— Begin Page extract —
Hang on a second. I feel that you're piling on other resolver changes in order to make a point. I'm not suggesting that the tolerance for DNS response times be reduced. Nor am I suggesting a scenario where the authority gets one shot after their TTL, after which they're considered dead forever. I would expect my caching DNS resolver to periodically re-attempt to resolve with the authority once we've entered the period after the authority's TTL.

> Leak a route, DDoS a DNS provider, and watch as traffic everywhere goes to an attack server because servers everywhere "protect" people by serving known-stale data rather than failing safe.

I think you're suggesting that someone could commandeer an IP and then prevent the rightful owner to correct their DNS to point to a temporary new IP.

Isn't the real problem in this scenario the ability to commandeer an IP? The malicious actor would also need to be able to provide a valid certificate at the commandeered IP. And at that point, I feel we've got a problem way beyond DNS resolution caching. Besides, if what you have proposed is possible, isn't it also possible against any current domain for the duration of their authoritative TTL? That is, a domain that specifies an 8-hour TTL is vulnerable to exactly this kind of scenario for up to an 8-hour window. Has this IP commandeering and certificate counterfeiting happened before?

> Hang on a second. I feel that you're piling on other resolver changes in order to make a point.

Yes. The point I am making is the additional failure modes that need to be considered and the pain they can cause. Historically have caused.

At no point did I ever think you were suggesting that one failure to respond renders a server dead to your resolver forever. Instead, I expect that your resolver will see a failure to respond from a resolver a high percentage of the time, leading to frequent serving of stale data.

> Isn't the real problem in this scenario the ability to commandeer an IP?

You're absolutely right! The real problem here is the ability to commandeer an IP.

However, that the real problem is in another castle does not excuse technical design decisions that compound the real problem and increase the damage potential.

> Instead, I expect that your resolver will see a failure to respond from a resolver a high percentage of the time, leading to frequent serving of stale data.

If this were true, the current failure mode would have end users receiving NX DOMAIN a "high percentage of the time," which obviously is not happening.

{edit: To be clear, I'm reading the quote as you stating that "failure to resolve" currently happens a high percentage of the time, and therefore this new logic would result in extended TTLs more often than the original post would assume they would happen}

> However, that the real problem is in another castle does not excuse technical design decisions that compound the real problem and increase the damage potential.

It's fair to point out that this change, combined with other known issues could create a "perfect storm," but as was pointed out this exploit is already possible within the current authoritative TTL window. Exploiting the additional caching rules would just be a method of extending that TTL window.

On the other hand, where do you draw the line here? If you had to make sure that no exploits were possible most of the systems that exist today would never have gotten off the ground. It seems a bit like complaining that the locks to the White House can be exploited (picked), while missing the fact that they are only supposed to slow someone down before the "men with guns" can react.

Based on the highly unscientific sample of the set of questions asked by my coworkers in my office today, the failure mode of end users receiving NX DOMAIN has happened much more than on most days.
— End Page extract —
— Begin Dataset extract —
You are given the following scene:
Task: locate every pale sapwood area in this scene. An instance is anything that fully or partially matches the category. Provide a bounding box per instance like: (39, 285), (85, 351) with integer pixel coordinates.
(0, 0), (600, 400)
— End Dataset extract —
Directives =>
(a) In the DNS caching discussion, what does the first writer expect a caching DNS resolver to do once the period after the authority's TTL has begun?
(b) Extend the DNS caching discussion, picking up after its final sentence.
The listing has no connection to the thread about DNS caching.

Answers per task =>
(a) It should periodically re-attempt to resolve with the authority.

(b)
I don't need to make sure no exploits are possible. However, it at all possible, I'd like to help ensure that things aren't accidentally made more dangerous. It's one thing to consider and make a tradeoff. It's quite another to be ignorant of what the price is.

WRT the second attack, what they're referring to is actually DNS cache poisoning - inserting a false record into the DNS pointing your name at an attacker-controlled IP address. This is a fairly common attack, but usually has an upper time limit - the TTL (which is often limited by DNS servers).

This proposal would allow an attacker to prolong the effects of cache poisoning by running a simultaneous DDoS against un-poisoned upstream DNS servers.

Not sure whether it could be used in a legitimate attack (probably), but it can definitely lead to confusing behavior in some scenarios. You switch servers, your old IP is handed to some random person, your website temporarily goes down - and now your visitors end up at some random website. Would you want that? Especially if you're a business?

Also, "commandeering" an IP of a small hosting might be easier than you think. It depends entirely on how they recycle addresses.

You seem to be continuing to warn against a proposal that isn't the one that was made. What specifically is dangerous about using cached records only in the case of the upstream servers failing to reply?
It doesn't take much of an imagination to attack this.

The older I get in tech the more I realize we just go in circles re-implementing every bad idea over again for the same exact reasons each "generation". Ah well.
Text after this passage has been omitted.